Coordinate annotation records:

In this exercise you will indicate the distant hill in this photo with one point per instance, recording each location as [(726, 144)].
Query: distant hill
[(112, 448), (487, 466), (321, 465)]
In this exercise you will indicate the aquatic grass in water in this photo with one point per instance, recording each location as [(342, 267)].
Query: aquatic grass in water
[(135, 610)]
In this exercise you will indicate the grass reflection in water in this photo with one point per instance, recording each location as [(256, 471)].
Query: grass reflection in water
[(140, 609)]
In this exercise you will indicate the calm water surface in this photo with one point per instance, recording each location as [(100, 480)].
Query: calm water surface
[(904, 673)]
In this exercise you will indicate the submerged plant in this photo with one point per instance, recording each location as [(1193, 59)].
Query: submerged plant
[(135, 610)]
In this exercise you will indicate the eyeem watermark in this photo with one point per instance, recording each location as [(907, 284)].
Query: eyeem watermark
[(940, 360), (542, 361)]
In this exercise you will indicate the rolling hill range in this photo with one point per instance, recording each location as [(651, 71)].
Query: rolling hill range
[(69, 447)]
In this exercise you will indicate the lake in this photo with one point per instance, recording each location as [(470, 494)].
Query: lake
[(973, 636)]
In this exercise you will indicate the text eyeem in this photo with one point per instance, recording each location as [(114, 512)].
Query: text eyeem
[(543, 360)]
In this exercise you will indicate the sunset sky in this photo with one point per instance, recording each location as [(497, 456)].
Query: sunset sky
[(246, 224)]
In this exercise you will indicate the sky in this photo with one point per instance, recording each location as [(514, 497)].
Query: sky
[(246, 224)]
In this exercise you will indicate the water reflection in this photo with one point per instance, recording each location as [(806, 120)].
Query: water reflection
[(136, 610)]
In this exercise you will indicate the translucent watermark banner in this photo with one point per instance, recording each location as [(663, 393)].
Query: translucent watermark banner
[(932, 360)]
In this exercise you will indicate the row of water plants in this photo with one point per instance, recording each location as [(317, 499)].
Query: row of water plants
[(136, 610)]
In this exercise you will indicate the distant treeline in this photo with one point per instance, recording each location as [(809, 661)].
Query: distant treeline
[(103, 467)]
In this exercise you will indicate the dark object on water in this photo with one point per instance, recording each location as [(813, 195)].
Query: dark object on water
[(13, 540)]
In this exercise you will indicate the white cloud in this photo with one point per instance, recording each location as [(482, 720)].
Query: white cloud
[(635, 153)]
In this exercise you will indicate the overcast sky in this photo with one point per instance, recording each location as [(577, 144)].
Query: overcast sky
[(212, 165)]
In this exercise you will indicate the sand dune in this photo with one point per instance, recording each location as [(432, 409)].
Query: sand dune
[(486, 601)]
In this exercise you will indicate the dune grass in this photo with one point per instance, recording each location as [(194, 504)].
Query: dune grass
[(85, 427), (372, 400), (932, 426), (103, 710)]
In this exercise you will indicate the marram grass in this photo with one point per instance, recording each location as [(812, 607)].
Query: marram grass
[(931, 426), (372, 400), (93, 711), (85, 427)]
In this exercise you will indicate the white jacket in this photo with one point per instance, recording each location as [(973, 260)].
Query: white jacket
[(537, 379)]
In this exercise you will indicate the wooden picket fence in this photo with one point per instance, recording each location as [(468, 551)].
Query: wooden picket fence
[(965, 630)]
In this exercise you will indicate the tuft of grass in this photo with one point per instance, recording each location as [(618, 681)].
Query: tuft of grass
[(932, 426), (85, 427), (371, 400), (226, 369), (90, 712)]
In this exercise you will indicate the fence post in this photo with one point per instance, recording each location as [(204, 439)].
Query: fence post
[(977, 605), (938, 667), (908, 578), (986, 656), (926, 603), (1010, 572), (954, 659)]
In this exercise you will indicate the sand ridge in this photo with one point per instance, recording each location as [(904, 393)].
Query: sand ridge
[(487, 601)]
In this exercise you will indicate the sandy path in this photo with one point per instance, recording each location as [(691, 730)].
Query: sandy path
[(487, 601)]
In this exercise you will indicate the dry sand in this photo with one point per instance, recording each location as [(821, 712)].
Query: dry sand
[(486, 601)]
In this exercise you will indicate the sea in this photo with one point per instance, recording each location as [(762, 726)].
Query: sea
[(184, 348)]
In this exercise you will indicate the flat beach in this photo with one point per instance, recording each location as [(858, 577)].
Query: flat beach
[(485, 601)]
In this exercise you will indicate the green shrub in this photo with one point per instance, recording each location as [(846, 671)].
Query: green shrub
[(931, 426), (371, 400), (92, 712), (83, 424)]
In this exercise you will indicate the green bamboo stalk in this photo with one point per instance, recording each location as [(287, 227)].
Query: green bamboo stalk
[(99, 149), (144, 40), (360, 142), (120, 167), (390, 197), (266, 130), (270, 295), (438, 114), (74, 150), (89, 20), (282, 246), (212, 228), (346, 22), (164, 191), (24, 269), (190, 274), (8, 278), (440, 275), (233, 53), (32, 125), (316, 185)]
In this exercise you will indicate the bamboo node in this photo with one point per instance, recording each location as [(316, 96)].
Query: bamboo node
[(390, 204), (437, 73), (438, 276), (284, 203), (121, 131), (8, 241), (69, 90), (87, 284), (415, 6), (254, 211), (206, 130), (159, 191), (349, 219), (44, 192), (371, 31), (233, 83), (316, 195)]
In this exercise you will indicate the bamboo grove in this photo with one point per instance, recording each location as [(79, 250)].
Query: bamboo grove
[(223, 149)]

* Given request: Copy every line of the records above without changing anything.

* Written response:
In this exercise you will indicate the distant hill in this photo with one point per instance, recording each location as [(726, 144)].
Query: distant hill
[(112, 448), (487, 466), (321, 465)]
In this exercise you will indicate the aquatic grass in water in this photo with one point per instance, recording each location as [(342, 267)].
Query: aquatic grass in water
[(135, 610)]
In this exercise you will indicate the grass reflection in water in this photo with one point per instance, recording each location as [(256, 471)].
Query: grass reflection in water
[(140, 609)]
In this exercise you will indicate the calm water surface in this photo with one point per instance, recording each location as [(100, 480)].
Query: calm water surface
[(904, 673)]
In this exercise you will indicate the submerged plant in this photo with one point per instance, recording each location as [(1193, 59)].
Query: submerged plant
[(135, 610)]
In this exercise you will indicate the eyeem watermark in this photo with one point per instance, recording each location as [(907, 284)].
Query: eyeem watermark
[(940, 360), (542, 361)]
In this exercise you will indicate the rolling hill range in this photo with one point per instance, recording each location as [(651, 71)].
Query: rolling hill range
[(69, 447)]
In this exercise you will indicate the lake in this photo with one point per instance, recording each location as [(470, 494)].
Query: lake
[(973, 636)]
In this exercise you will indicate the text eyeem in this photo with one point per instance, recording each location as [(114, 512)].
Query: text eyeem
[(543, 360)]
In this exercise you will indicate the sunset sky in this photo with one point per instance, recording each location as [(497, 456)].
Query: sunset sky
[(246, 224)]
In this exercise you will indicate the sky in this photo with one point per instance, recording each location as [(514, 497)].
Query: sky
[(246, 224)]
In this exercise you will indicate the water reflection in this photo with one point per instance, recording each location as [(806, 120)].
Query: water reflection
[(136, 610)]
In this exercise you will indicate the translucent watermark banner in this photo with one point per instance, recording each location as [(663, 393)].
Query: translucent watermark banner
[(932, 360)]
In this exercise you will indicate the row of water plants in this photo with one point per instance, recording each location as [(317, 499)].
Query: row of water plants
[(136, 610)]
In this exercise you will indicate the distant treeline in this photo with one point per instance, recording each location as [(809, 661)].
Query: distant treeline
[(103, 467)]
In this exercise you will indicate the dark object on water in this photo with one point per instance, recording each location as [(813, 195)].
Query: dark object on water
[(13, 540)]
In this exercise you will indicate the white cloud in this photo with one point per instance, recording each location as [(482, 720)].
Query: white cloud
[(635, 153)]
In this exercise you will indicate the overcast sky in this photo with one point per instance, recording each location as [(577, 144)].
Query: overcast sky
[(212, 165)]
In this exercise you will indicate the sand dune in this photo with one point per instance, recording each location as [(432, 409)].
Query: sand dune
[(486, 601)]
In this exercise you will indicate the dune grass in this photo with one point per instance, recording each location as [(194, 504)].
Query: dune grass
[(85, 427), (372, 400), (932, 426), (103, 710)]
In this exercise you will indicate the marram grass in this photo with one point per instance, recording each location as [(812, 607)].
Query: marram grass
[(931, 426), (372, 400), (93, 711), (85, 427)]
In this exercise you will indicate the white jacket in this photo with one point per instance, recording each location as [(973, 260)].
Query: white jacket
[(537, 379)]
In this exercise you will indicate the wooden picket fence in this photo with one point per instance, recording each location as [(468, 551)].
Query: wooden picket fence
[(965, 630)]
In this exercise you will indicate the tuft of grass in this photo with one point per instance, recording each location as [(618, 681)].
Query: tuft of grass
[(932, 426), (85, 427), (371, 400), (226, 369), (90, 712)]
In this exercise you will indicate the fence post in this photo with one point per instance, recording each location as [(204, 439)].
Query: fence post
[(977, 605), (938, 667), (908, 578), (986, 656), (926, 603), (1010, 572), (954, 659)]
In this exercise you will indicate the sand ridge in this photo with one point per instance, recording each location as [(904, 393)].
Query: sand ridge
[(487, 601)]
In this exercise you will indicate the sandy path in this photo with one point per instance, recording each location as [(691, 730)].
Query: sandy path
[(487, 601)]
In this exercise you will indicate the dry sand in this photo with one point per instance, recording each location as [(821, 712)].
Query: dry sand
[(486, 601)]
In this exercise you will indicate the sea in this photo with one point per instance, recording each location as [(762, 726)].
Query: sea
[(184, 348)]
In this exercise you will indicate the flat beach in this photo with one point per instance, recording each location as [(858, 577)].
Query: flat beach
[(485, 601)]
In this exercise you will indicate the green shrub in this photo with one point per instance, recording each location as [(846, 671)].
Query: green shrub
[(931, 426), (371, 400), (92, 712), (83, 424)]
In this exercise you will indicate the green bamboo stalk in this photo with one point per instance, recording each location as [(287, 227)].
Query: green bamboo stalk
[(99, 149), (144, 40), (360, 142), (120, 167), (390, 197), (266, 130), (270, 295), (438, 114), (74, 150), (89, 20), (282, 246), (212, 228), (346, 22), (164, 191), (24, 269), (190, 274), (8, 278), (440, 275), (233, 53), (32, 125), (316, 185)]
In this exercise you will indicate the bamboo node in this photo with one point per instance, recording each location as [(316, 96)].
Query: bamboo node
[(390, 204), (437, 73), (438, 276), (284, 203), (121, 131), (8, 241), (69, 90), (87, 284), (415, 6), (254, 211), (206, 130), (159, 191), (349, 219), (44, 192), (371, 31), (233, 83), (316, 195)]
In this exercise you will indicate the bamboo grove in this photo with one point per instance, recording each location as [(79, 250)].
Query: bamboo grove
[(223, 149)]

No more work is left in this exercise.